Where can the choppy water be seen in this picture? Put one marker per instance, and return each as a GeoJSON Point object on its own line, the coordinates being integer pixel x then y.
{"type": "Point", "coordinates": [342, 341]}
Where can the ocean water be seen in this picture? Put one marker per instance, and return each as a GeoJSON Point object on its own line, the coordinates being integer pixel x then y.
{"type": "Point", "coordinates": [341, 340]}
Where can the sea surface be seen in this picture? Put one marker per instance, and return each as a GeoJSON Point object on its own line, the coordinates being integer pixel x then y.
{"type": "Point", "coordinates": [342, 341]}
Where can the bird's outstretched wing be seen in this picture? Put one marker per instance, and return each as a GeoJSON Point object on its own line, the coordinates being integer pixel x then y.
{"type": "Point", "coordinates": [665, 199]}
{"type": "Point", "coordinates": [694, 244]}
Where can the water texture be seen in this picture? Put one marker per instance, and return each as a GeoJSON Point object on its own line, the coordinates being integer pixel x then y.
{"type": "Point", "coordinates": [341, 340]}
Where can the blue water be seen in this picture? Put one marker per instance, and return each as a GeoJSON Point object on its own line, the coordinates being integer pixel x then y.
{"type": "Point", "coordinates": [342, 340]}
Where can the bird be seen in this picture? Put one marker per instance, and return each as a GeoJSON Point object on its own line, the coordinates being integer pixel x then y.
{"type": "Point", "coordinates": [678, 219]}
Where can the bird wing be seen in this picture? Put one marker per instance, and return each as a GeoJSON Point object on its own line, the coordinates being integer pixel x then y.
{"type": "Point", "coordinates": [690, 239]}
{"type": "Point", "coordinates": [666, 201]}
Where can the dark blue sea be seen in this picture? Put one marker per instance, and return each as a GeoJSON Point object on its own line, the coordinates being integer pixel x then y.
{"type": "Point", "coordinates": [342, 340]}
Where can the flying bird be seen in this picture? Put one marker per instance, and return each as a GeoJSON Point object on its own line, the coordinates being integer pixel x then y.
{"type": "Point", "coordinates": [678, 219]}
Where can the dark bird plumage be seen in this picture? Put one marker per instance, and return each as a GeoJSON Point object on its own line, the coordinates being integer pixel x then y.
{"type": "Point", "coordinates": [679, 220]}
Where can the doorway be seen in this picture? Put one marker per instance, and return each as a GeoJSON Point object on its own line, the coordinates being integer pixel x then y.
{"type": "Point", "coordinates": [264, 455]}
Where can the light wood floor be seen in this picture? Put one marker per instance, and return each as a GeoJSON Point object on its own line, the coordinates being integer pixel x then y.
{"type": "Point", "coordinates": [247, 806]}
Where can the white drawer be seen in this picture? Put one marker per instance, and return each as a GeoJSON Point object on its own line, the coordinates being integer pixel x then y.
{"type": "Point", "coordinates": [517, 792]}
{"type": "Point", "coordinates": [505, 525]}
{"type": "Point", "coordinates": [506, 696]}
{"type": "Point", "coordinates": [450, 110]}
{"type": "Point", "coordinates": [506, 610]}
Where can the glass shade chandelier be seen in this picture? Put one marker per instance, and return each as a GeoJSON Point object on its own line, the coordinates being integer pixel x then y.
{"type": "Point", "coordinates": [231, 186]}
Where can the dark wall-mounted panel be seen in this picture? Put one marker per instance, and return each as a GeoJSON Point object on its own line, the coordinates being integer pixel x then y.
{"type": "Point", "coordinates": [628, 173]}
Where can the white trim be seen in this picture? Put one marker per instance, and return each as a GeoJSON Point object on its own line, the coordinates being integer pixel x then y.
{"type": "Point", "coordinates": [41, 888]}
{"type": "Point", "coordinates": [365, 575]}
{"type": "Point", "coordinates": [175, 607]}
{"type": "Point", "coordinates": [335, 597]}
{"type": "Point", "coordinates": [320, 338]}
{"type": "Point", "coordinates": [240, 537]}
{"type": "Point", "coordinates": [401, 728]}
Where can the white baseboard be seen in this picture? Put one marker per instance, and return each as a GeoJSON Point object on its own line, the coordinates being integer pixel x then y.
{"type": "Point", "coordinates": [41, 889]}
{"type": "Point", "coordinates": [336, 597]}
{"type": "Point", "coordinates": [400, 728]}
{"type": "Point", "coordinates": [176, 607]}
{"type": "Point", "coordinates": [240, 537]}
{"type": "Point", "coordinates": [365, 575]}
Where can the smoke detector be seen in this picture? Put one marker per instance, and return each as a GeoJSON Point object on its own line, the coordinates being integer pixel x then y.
_____
Each line must be given again exactly as written above.

Where can the choppy water be seen in this picture? Put one marker per instance, and return each as a GeoJSON Point object on its own line, the coordinates being integer pixel x then y.
{"type": "Point", "coordinates": [342, 341]}
Where can the ocean water be seen in this picture? Put one marker per instance, and return each as a GeoJSON Point object on its own line, the coordinates being integer pixel x then y.
{"type": "Point", "coordinates": [341, 340]}
Where can the sea surface be seen in this picture? Put one marker per instance, and return each as a GeoJSON Point object on its own line, the coordinates being integer pixel x then y.
{"type": "Point", "coordinates": [342, 341]}
Where can the bird's outstretched wing be seen in this picture? Put one marker per instance, and return each as a GeoJSON Point object on its own line, the coordinates being integer pixel x then y.
{"type": "Point", "coordinates": [665, 199]}
{"type": "Point", "coordinates": [694, 244]}
Where can the water texture be seen in this picture? Put one marker per instance, and return each as a GeoJSON Point object on its own line, the coordinates being integer pixel x then y.
{"type": "Point", "coordinates": [341, 340]}
Where can the blue water be seen in this picture? Put one marker per instance, and return each as a GeoJSON Point object on its own line, the coordinates being integer pixel x then y.
{"type": "Point", "coordinates": [342, 340]}
Where can the bird be seen in this picture? Put one marker per instance, and return each as a GeoJSON Point object on its own line, the coordinates being integer pixel x then y.
{"type": "Point", "coordinates": [678, 219]}
Where can the bird wing be seen in this picture? Put one marker per instance, and return each as a GeoJSON Point object on its own line, the coordinates being integer pixel x then y.
{"type": "Point", "coordinates": [690, 239]}
{"type": "Point", "coordinates": [666, 201]}
Where can the dark blue sea be seen in this picture? Put one marker per instance, and return each as a GeoJSON Point object on its own line, the coordinates being integer pixel x then y.
{"type": "Point", "coordinates": [342, 340]}
Where can the flying bird be seen in this picture? Put one marker per instance, and return each as a GeoJSON Point object on its own line, the coordinates being integer pixel x then y.
{"type": "Point", "coordinates": [678, 219]}
Where can the dark bird plumage be seen in this picture? Put one marker per instance, and return each as a GeoJSON Point object on its own line, the coordinates being integer pixel x then y.
{"type": "Point", "coordinates": [679, 220]}
Where can the doorway be seen in this picture? Put one marker per instance, and return each as a GeoJSON Point object on its own line, the coordinates being integer pixel x then y.
{"type": "Point", "coordinates": [264, 455]}
Where can the light wood floor be seen in this picture? Put one marker per instance, and return each as a GeoJSON Point object on its own line, the coordinates being integer pixel x then y.
{"type": "Point", "coordinates": [247, 806]}
Where can the white drawer be seen in this picture? Put one marker per instance, and return each as a GeoJSON Point object on its own line, the coordinates being integer pixel x then y.
{"type": "Point", "coordinates": [517, 792]}
{"type": "Point", "coordinates": [505, 525]}
{"type": "Point", "coordinates": [506, 696]}
{"type": "Point", "coordinates": [450, 110]}
{"type": "Point", "coordinates": [506, 610]}
Where can the glass shade chandelier be seen in this picture? Put one marker per instance, and return each as a GeoJSON Point object on its own line, the coordinates being integer pixel x then y.
{"type": "Point", "coordinates": [231, 186]}
Where can the dark wall-mounted panel be seen in this picture? Put one marker per instance, and return each as a GeoJSON Point object on its own line, the coordinates being integer pixel x then y.
{"type": "Point", "coordinates": [628, 173]}
Where can the white trim be seen in this picture? Put one marker per instance, and return each as a GeoJSON Point object on its own line, the coordinates being integer pixel x then y.
{"type": "Point", "coordinates": [41, 888]}
{"type": "Point", "coordinates": [365, 575]}
{"type": "Point", "coordinates": [175, 607]}
{"type": "Point", "coordinates": [335, 597]}
{"type": "Point", "coordinates": [320, 338]}
{"type": "Point", "coordinates": [240, 537]}
{"type": "Point", "coordinates": [401, 728]}
Where can the white baseboard be seen in this picture? Put one marker per instance, and return each as a GeoJSON Point object on its own line, the coordinates being integer pixel x then y.
{"type": "Point", "coordinates": [41, 889]}
{"type": "Point", "coordinates": [336, 597]}
{"type": "Point", "coordinates": [400, 728]}
{"type": "Point", "coordinates": [176, 607]}
{"type": "Point", "coordinates": [240, 537]}
{"type": "Point", "coordinates": [365, 575]}
Where can the smoke detector be seen in this picture? Put one marker per instance, and return each as a GeoJSON Point object on its own line, the coordinates being integer pixel x then y.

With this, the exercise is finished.